[Rows from a pointing dataset]
***

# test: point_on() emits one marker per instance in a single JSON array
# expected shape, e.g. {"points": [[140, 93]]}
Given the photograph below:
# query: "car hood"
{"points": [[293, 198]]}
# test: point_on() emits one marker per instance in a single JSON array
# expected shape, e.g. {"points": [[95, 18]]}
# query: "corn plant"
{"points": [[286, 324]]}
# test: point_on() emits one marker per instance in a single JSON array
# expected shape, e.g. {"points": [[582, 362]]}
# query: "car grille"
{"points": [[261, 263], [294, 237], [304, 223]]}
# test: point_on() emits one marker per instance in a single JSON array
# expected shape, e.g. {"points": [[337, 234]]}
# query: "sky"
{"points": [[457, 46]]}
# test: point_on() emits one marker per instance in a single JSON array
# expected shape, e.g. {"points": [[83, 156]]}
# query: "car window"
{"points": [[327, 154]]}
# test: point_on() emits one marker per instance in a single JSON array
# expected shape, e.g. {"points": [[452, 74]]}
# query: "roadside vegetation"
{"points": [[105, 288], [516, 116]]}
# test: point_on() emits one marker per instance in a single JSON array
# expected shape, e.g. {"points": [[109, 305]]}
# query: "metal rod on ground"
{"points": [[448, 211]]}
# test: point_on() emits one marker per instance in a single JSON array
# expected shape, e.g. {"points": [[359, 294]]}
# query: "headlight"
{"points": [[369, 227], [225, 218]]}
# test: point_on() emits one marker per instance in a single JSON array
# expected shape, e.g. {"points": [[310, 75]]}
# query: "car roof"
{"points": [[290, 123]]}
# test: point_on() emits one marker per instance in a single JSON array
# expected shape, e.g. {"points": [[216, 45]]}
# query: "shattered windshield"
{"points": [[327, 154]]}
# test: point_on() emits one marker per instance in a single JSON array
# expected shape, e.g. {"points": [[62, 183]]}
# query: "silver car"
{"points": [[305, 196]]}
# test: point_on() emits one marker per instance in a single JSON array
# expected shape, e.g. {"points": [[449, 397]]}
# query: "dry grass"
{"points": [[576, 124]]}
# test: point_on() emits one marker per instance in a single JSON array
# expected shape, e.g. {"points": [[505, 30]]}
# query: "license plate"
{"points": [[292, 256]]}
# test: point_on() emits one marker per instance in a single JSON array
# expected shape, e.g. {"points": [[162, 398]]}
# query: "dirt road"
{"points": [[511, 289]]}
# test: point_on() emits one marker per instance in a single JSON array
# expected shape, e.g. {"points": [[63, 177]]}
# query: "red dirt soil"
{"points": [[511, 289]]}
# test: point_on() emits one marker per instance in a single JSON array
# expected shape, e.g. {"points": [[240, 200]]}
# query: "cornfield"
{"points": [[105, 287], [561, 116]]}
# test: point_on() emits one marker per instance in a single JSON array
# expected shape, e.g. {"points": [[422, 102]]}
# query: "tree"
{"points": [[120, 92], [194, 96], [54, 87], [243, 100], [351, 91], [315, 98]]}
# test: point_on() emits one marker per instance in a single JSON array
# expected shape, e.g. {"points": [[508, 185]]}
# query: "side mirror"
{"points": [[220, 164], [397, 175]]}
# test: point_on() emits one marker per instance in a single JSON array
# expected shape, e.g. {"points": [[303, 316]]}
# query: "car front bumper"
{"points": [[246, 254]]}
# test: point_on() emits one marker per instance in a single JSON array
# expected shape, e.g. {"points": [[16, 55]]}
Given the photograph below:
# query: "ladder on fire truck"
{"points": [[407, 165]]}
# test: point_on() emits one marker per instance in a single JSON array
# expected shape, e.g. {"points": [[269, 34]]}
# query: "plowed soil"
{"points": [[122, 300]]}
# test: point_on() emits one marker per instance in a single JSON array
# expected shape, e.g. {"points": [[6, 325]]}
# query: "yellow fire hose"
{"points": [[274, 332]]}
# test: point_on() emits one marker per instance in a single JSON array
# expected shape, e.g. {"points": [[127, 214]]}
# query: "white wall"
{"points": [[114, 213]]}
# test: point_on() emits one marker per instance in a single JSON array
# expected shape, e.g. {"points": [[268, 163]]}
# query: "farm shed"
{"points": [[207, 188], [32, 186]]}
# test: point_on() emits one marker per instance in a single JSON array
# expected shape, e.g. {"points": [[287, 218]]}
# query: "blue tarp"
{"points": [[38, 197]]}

***

# [WHAT IS NEEDED]
Pull out every line of the rows above that contains the string "soil". Case counts.

# [SOLUTION BELOW]
# query: "red dirt soil"
# query: "plowed soil"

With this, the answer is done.